● Excerpted data
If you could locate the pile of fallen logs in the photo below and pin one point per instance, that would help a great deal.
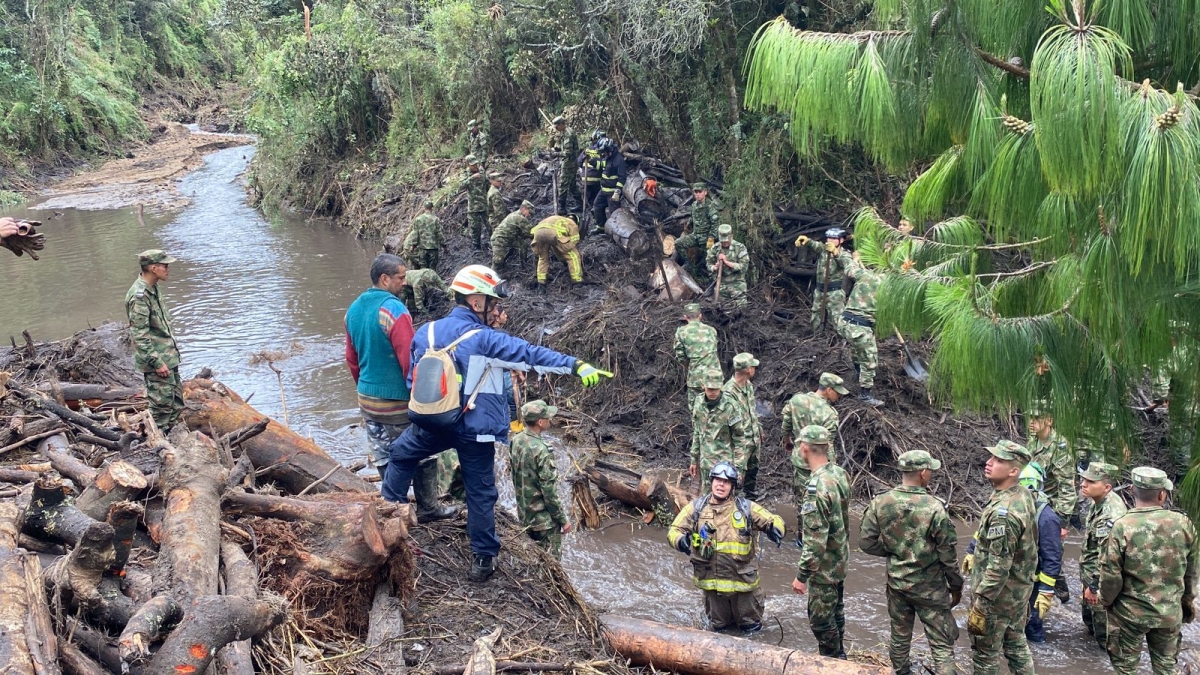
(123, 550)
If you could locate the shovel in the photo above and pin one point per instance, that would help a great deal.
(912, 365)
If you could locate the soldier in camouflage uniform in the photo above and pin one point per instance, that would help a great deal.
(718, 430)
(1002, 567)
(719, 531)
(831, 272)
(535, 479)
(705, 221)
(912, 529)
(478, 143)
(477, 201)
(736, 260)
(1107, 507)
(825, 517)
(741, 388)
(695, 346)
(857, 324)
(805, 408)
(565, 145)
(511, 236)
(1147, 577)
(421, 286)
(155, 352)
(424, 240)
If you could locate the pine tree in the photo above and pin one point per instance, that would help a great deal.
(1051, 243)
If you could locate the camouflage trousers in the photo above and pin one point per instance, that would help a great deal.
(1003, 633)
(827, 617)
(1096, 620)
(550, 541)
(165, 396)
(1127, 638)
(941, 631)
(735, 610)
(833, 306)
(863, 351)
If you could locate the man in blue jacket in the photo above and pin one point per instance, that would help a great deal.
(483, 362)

● What this task involves
Edit all of the rows above, replacing every "pin one point" with "place one point" and changing nothing else. Omit the picture from the output.

● Completed exercise
If you could locate the pile of fallen logs in the photo below and place one point per instance, that would help a great deal.
(123, 550)
If you could locate the shovel in the photo above and place one point per instance, that would help a great deal.
(912, 365)
If you could locate the soldier in camouflage uniform in the photo above and place one point per instance, that would help a great deal.
(718, 430)
(1002, 567)
(719, 531)
(831, 272)
(535, 479)
(705, 221)
(912, 529)
(478, 143)
(477, 201)
(736, 260)
(1107, 507)
(825, 517)
(741, 388)
(695, 346)
(857, 324)
(805, 408)
(565, 145)
(511, 236)
(1147, 577)
(421, 286)
(155, 352)
(424, 240)
If you could locate the pine tree in the photo above and place one point per instance, that would help a great deal.
(1051, 243)
If you could locate the camouflage trousers in the photo above and place one point per instance, that would help a great deal.
(1003, 633)
(827, 617)
(1096, 620)
(550, 541)
(165, 396)
(1127, 638)
(941, 631)
(735, 610)
(833, 306)
(863, 351)
If you could locate the man in blue jacket in the photo above and place one point per instance, that would help a great deal.
(483, 362)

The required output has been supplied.